Tasks and exercises.
(1) List every register address constant defined in the ADF4155 forum thread, with the hexadecimal value assigned to each.
(2) Answer these questions using the ADF4155 forum thread:
(a) Which VCO part does the synthesizer board use?
(b) What Vtune value does the poster report?
(c) At what frequency is the SPI port configured?

Selected excerpt.
━━━━━━━━━━━━━━━━
VCO tuning voltage too low

RinaG

on Mar 20, 2025

Category: Software

Product Number: ADF4155

Hello,
i have a frequency synthesizer board, uses ADF4155 and V600ME45-LF VCO in charge pump line. The loop filter is passive, I_CP set correctly, PD_Pol correct. The problem is the Vtune is too low, 60 mV. No matter which frequency I choose, the VCO Output is not changing nor is anything on RFOut changing? Can someone identify if there is some problem in my code? Or is it rather a hardware issue?
Thank you in advance.
The register bits are set in another helper file. Here is my core code:

#!/usr/bin/env python3
"""
AFD4155 Controller using FT232H via pyftdi
This script provides a class to control the AFD4155 frequency synthesizer
through SPI using an FT232H USB adapter and pyftdi library.
"""

import time
from pyftdi.spi import SpiController
from pll_h import *
from math import gcd

class AFD4155Controller:
"""
Controls an AFD4155 frequency synthesizer via SPI using FT232H
"""

# AFD4155 Register addresses
REG_N_DIVIDER = 0x00 # N divider register
REG_R_DIVIDER = 0x01 # R divider register
REG_CONTROL = 0x02 # Control register

def __init__(self, ftdi_url="ftdi://ftdi:232h/1"):
"""
Initialize the AFD4155 controller

Args:
ftdi_url: URL for the FTDI device (default: 'ftdi://ftdi:232h/1')
"""
self.spi_controller = SpiController(cs_count=2)
self.spi_controller.configure(ftdi_url)
# Configure SPI port 0 with mode 0 (CPOL=0, CPHA=0) and 1MHz
self.spi = self.spi_controller.get_port(cs=1, freq=1e6, mode=0)
━━━━━━━━━━━━━━━━
Data.
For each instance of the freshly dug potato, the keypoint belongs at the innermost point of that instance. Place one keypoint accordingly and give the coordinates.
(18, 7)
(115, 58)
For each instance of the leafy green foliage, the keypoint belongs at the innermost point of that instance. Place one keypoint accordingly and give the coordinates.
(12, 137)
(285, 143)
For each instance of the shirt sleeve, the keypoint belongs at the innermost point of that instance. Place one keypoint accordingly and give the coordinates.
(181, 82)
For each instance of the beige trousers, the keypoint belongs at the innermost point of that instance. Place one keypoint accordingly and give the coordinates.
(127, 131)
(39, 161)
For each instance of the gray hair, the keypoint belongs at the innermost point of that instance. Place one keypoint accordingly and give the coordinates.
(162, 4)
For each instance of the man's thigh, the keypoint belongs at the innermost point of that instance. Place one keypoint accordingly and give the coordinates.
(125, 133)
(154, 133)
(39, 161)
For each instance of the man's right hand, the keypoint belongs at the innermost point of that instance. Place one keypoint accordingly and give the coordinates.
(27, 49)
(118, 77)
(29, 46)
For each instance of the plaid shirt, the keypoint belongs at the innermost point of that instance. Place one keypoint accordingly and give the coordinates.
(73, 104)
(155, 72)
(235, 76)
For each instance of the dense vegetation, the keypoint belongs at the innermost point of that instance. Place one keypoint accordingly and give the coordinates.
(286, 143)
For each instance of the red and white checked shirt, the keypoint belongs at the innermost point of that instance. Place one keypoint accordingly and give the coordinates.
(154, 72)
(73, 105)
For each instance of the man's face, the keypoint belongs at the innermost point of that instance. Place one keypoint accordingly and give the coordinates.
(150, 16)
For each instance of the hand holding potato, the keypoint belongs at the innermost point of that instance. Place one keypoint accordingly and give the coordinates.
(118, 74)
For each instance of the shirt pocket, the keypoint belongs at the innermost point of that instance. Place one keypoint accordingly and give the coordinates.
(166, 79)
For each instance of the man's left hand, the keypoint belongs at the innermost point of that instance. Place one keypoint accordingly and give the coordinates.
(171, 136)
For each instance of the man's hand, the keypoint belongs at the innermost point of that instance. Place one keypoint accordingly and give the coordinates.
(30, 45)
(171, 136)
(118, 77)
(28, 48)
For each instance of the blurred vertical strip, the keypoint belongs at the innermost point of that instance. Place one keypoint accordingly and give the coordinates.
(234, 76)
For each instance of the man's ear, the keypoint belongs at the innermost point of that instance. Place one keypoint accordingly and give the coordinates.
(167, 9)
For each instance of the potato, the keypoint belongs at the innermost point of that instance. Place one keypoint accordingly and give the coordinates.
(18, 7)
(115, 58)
━━━━━━━━━━━━━━━━
Answers by task.
(1)
REG_N_DIVIDER = 0x00
REG_R_DIVIDER = 0x01
REG_CONTROL = 0x02

(2)
(a) V600ME45-LF
(b) 60 mV
(c) 1 MHz